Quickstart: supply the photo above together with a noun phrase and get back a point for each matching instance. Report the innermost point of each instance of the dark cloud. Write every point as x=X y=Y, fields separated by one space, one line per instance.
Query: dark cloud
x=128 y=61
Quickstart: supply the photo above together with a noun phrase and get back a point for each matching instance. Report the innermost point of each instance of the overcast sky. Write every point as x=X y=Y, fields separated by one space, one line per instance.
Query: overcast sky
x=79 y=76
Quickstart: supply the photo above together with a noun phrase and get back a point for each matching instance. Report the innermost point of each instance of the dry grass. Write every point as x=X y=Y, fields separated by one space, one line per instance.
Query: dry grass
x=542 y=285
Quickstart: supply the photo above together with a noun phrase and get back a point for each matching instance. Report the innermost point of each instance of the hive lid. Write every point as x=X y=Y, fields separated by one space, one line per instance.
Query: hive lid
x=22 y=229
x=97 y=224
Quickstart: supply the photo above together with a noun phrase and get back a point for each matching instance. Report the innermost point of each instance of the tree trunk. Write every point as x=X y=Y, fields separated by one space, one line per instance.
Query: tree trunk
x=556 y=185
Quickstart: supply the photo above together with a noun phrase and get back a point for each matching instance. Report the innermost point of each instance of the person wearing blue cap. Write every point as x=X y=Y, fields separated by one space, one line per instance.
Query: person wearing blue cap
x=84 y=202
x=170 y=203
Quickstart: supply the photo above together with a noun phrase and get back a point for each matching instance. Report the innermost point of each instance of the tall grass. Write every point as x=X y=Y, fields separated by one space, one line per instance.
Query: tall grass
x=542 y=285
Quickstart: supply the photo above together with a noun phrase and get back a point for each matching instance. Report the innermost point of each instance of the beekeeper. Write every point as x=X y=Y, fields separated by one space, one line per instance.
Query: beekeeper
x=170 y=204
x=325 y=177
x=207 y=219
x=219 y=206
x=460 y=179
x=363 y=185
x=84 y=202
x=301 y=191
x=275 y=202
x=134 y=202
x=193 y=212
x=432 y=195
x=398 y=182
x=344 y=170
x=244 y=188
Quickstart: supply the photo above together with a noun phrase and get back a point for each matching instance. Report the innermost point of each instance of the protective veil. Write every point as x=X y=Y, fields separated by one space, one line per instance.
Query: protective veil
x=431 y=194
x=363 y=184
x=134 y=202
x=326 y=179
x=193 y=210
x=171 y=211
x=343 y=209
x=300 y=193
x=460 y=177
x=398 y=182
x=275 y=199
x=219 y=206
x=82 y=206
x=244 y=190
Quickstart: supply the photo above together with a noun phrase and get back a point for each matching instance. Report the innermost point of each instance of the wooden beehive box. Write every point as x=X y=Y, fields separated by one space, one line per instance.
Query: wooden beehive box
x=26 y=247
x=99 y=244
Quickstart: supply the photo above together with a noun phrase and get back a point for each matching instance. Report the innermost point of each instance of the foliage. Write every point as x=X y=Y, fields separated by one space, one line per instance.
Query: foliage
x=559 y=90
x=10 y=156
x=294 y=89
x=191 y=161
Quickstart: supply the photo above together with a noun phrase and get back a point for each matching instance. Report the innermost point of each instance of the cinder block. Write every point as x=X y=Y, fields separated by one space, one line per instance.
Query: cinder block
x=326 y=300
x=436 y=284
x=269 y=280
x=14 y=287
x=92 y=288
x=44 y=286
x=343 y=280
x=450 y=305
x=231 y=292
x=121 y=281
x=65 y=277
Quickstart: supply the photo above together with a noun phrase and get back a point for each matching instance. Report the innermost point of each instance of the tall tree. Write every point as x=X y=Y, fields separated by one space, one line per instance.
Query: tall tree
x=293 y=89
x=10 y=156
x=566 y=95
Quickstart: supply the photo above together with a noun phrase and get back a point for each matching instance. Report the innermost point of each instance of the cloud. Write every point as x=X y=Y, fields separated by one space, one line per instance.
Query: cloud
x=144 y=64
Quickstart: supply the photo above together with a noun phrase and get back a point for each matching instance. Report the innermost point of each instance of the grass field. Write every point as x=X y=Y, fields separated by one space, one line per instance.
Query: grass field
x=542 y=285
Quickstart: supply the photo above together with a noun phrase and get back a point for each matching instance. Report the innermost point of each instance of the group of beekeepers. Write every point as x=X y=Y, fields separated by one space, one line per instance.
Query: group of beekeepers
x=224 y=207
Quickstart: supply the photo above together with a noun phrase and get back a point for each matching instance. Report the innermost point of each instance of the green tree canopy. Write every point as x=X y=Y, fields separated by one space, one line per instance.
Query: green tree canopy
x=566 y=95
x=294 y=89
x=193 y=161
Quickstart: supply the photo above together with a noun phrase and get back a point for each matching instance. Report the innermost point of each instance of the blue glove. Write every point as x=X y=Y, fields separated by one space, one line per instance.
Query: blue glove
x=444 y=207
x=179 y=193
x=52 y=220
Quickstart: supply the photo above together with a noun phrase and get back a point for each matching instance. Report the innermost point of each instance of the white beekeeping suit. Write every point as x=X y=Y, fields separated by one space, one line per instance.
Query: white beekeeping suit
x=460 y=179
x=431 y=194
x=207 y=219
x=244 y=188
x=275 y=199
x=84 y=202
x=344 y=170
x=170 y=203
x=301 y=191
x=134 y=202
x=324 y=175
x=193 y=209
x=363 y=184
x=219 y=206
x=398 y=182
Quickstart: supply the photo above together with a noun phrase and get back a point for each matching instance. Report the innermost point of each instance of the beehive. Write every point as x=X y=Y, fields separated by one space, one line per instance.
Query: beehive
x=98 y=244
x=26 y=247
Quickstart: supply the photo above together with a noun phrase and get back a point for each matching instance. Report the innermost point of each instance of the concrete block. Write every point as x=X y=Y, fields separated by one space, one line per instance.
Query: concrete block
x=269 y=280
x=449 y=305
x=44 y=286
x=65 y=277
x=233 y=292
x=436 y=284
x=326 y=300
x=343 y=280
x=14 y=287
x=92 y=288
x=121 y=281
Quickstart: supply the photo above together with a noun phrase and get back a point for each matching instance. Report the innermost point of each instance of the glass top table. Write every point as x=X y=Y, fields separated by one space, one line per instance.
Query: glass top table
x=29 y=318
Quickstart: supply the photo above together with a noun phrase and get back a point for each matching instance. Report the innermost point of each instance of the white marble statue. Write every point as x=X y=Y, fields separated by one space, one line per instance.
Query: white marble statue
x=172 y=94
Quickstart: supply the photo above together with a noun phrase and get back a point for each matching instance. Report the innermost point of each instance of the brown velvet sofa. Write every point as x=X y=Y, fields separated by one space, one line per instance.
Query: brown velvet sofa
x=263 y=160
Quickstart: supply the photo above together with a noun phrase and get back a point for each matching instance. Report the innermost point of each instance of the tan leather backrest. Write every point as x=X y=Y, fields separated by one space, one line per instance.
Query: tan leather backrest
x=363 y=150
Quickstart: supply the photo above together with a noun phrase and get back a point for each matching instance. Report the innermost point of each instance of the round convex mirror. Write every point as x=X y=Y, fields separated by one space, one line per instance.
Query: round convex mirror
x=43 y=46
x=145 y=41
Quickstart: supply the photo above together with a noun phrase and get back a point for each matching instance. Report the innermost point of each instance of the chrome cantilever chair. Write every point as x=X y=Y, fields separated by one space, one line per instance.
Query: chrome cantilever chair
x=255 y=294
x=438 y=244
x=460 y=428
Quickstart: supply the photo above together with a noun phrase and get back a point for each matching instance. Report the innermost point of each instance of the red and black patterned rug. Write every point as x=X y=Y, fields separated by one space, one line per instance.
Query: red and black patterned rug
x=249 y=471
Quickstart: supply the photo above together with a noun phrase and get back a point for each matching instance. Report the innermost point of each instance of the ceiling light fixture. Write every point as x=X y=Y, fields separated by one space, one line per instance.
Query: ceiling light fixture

▸ Exercise: The response must contain every entry, each one identical to the original.

▸ Exercise result:
Quickstart: supply the photo above together with a noun phrase and get back a point for each matching instance. Report the innermost point of each instance of the dark cloud. Write every point as x=X y=Y, fields separated by one space, one line per instance.
Query: dark cloud
x=128 y=61
Quickstart: supply the photo above together with a noun phrase and get back a point for each matching instance. Report the innermost point of each instance of the overcast sky. Write every point as x=X y=Y, fields separated by one space, one line per instance.
Query: overcast sky
x=79 y=76
Quickstart: supply the photo above together with a noun phrase and get back a point for each matching instance. Report the innermost point of each instance of the dry grass. Write every point as x=X y=Y, fields separated by one space, one line per instance.
Query: dry grass
x=542 y=285
Quickstart: supply the photo above together with a noun phrase and get back a point for each matching instance. Report the innermost point of each instance of the hive lid. Write every point as x=X y=Y, fields separated by one space, one line per instance.
Query: hive lid
x=22 y=229
x=97 y=224
Quickstart: supply the photo above together with a noun phrase and get back a point for each matching instance. Report the innermost point of each instance of the tree trunk. Write every point as x=X y=Y, fields separated by one space, one line per instance.
Query: tree trunk
x=556 y=185
Quickstart: supply the photo above together with a noun phrase and get back a point for each matching instance. Report the innermost point of each instance of the person wearing blue cap. Write every point as x=X y=Y, fields separated by one space, one line per instance.
Query: person wearing blue cap
x=84 y=202
x=170 y=203
Quickstart: supply the photo above together with a noun phrase and get back a point for each matching instance. Report the innermost point of each instance of the tall grass. Write every point as x=X y=Y, fields separated by one space, one line per instance.
Query: tall grass
x=542 y=285
Quickstart: supply the photo above together with a noun phrase and get back a point for each matching instance. Report the innermost point of each instance of the beekeeper. Write every point as x=X y=Y, fields separated by one space, one line per instance.
Query: beekeeper
x=170 y=204
x=325 y=177
x=207 y=219
x=219 y=206
x=460 y=179
x=363 y=185
x=84 y=202
x=301 y=191
x=275 y=202
x=134 y=202
x=193 y=212
x=432 y=195
x=398 y=182
x=344 y=170
x=244 y=188
Quickstart: supply the photo above together with a noun phrase and get back a point for each matching instance. Report the innermost point of each instance of the protective veil. Write every point as x=X y=Y, fields separated by one space, one line per instance.
Query: protective veil
x=431 y=194
x=363 y=184
x=134 y=202
x=326 y=179
x=193 y=210
x=171 y=211
x=343 y=209
x=300 y=193
x=460 y=177
x=398 y=182
x=275 y=199
x=219 y=206
x=82 y=206
x=244 y=190
Quickstart: supply the photo above together with a noun phrase and get back a point for each matching instance. Report the innermost point of each instance of the wooden beehive box. Write every point as x=X y=Y, fields separated by one space, one line per instance.
Query: wooden beehive box
x=26 y=247
x=99 y=244
Quickstart: supply the photo above together with a noun phrase and get back a point for each matching instance. Report the innermost point of each instance of the foliage. Write every point as x=X y=Y, fields separated by one space, one line per instance.
Query: foliage
x=559 y=90
x=10 y=156
x=294 y=89
x=191 y=161
Quickstart: supply the photo above together with a noun phrase and get back a point for each matching instance. Report the innermost point of each instance of the cinder block. Write every point as x=X y=Y, fields separated by one space, one line per instance.
Query: cinder block
x=326 y=300
x=436 y=284
x=269 y=280
x=14 y=287
x=92 y=288
x=44 y=286
x=343 y=280
x=450 y=305
x=231 y=292
x=121 y=281
x=65 y=277
Quickstart: supply the photo above together with a noun phrase and get back a point for each matching instance. Report the innermost point of each instance of the tall tree. Write every point as x=X y=Y, fields separated by one space, one line per instance.
Query: tall tree
x=293 y=89
x=10 y=156
x=566 y=95
Quickstart: supply the photo above together with a noun phrase and get back a point for each matching instance. Report the innermost point of each instance of the cloud. Write every point as x=X y=Y, fields separated by one space, one line per instance.
Query: cloud
x=144 y=64
Quickstart: supply the photo above together with a noun phrase and get back a point for each matching instance. Report the innermost point of each instance of the grass field. Write every point as x=X y=Y, fields separated by one space, one line per instance.
Query: grass field
x=542 y=285
Quickstart: supply the photo above together with a noun phrase and get back a point for each matching instance. Report the innermost point of each instance of the group of beekeepers. Write every point as x=X y=Y, fields separated by one space, one line per instance.
Query: group of beekeepers
x=224 y=207
Quickstart: supply the photo above together with a noun phrase and get back a point for each matching instance. Report the innermost point of each instance of the green tree canopy. Write every point as x=X y=Y, fields separated by one space, one line per instance.
Query: green tree canopy
x=566 y=95
x=294 y=89
x=193 y=161
Quickstart: supply the photo above together with a noun phrase and get back a point for each matching instance. Report the innermost point of each instance of the blue glove. Write every point as x=X y=Y, fields separated by one space, one line per instance.
Query: blue glove
x=444 y=207
x=179 y=193
x=52 y=220
Quickstart: supply the photo above together with a noun phrase and get back a point for each matching instance. Report the innermost point of each instance of the white beekeeping suit. Write every point as x=X y=Y, fields separated by one space, one line per instance.
Query: white beekeeping suit
x=460 y=179
x=431 y=194
x=207 y=219
x=244 y=188
x=275 y=199
x=84 y=202
x=344 y=170
x=170 y=203
x=301 y=191
x=134 y=202
x=324 y=175
x=193 y=209
x=363 y=184
x=219 y=206
x=398 y=182
Quickstart: supply the photo above together with a noun phrase and get back a point for each matching instance. Report the innermost point of each instance of the beehive. Write every point as x=X y=Y, fields separated by one space, one line per instance.
Query: beehive
x=98 y=244
x=26 y=247
Quickstart: supply the photo above together with a noun phrase and get back a point for each matching instance. Report the innermost point of each instance of the concrete block. Write every point as x=X y=Y, fields separated by one space, one line per instance.
Query: concrete block
x=269 y=280
x=449 y=305
x=44 y=286
x=65 y=277
x=233 y=292
x=436 y=284
x=326 y=300
x=343 y=280
x=14 y=287
x=92 y=288
x=121 y=281
Quickstart: supply the photo above together with a noun phrase and get back a point for each matching instance. Report the innermost point of each instance of the glass top table. Write every point as x=X y=Y, fields separated by one space, one line per instance.
Query: glass top table
x=29 y=318
Quickstart: supply the photo above together with a noun phrase and get back a point for each matching instance. Report the innermost point of each instance of the white marble statue. Write every point as x=X y=Y, fields separated by one space, one line per instance.
Query: white marble statue
x=172 y=94
Quickstart: supply the photo above together with a noun phrase and get back a point for each matching instance. Report the innermost point of each instance of the brown velvet sofa. Write every point as x=X y=Y, fields separated by one space, one line per instance.
Query: brown velvet sofa
x=263 y=160
Quickstart: supply the photo above together with a noun phrase and get back a point for each matching instance. Report the innermost point of each instance of the tan leather backrest. Write every point as x=X y=Y, fields separated by one space, one line per instance.
Query: tan leather backrest
x=363 y=150
Quickstart: supply the photo above together with a noun phrase and get back a point for each matching instance. Report the innermost point of each instance of the round convex mirror. Write every point as x=X y=Y, fields separated by one space, one line per instance.
Query: round convex mirror
x=43 y=46
x=145 y=41
Quickstart: supply the photo above together with a noun phrase and get back a point for each matching instance. Report the innermost point of each instance of the chrome cantilever chair. Write every point as x=X y=Y, fields separated by one space, one line per instance.
Query: chrome cantilever chair
x=255 y=294
x=438 y=244
x=460 y=428
Quickstart: supply the photo above together with a noun phrase and get back a point for each matching instance. Report the innermost point of each instance of the red and black patterned rug. Write every point as x=X y=Y, fields separated by one space, one line per instance.
Query: red and black patterned rug
x=249 y=471
Quickstart: supply the photo above together with a noun phrase and get back a point for each matching instance. Report the innermost point of each instance of the ceiling light fixture. Write every point as x=X y=Y, fields separated by one space, one line per instance.
Query: ceiling light fixture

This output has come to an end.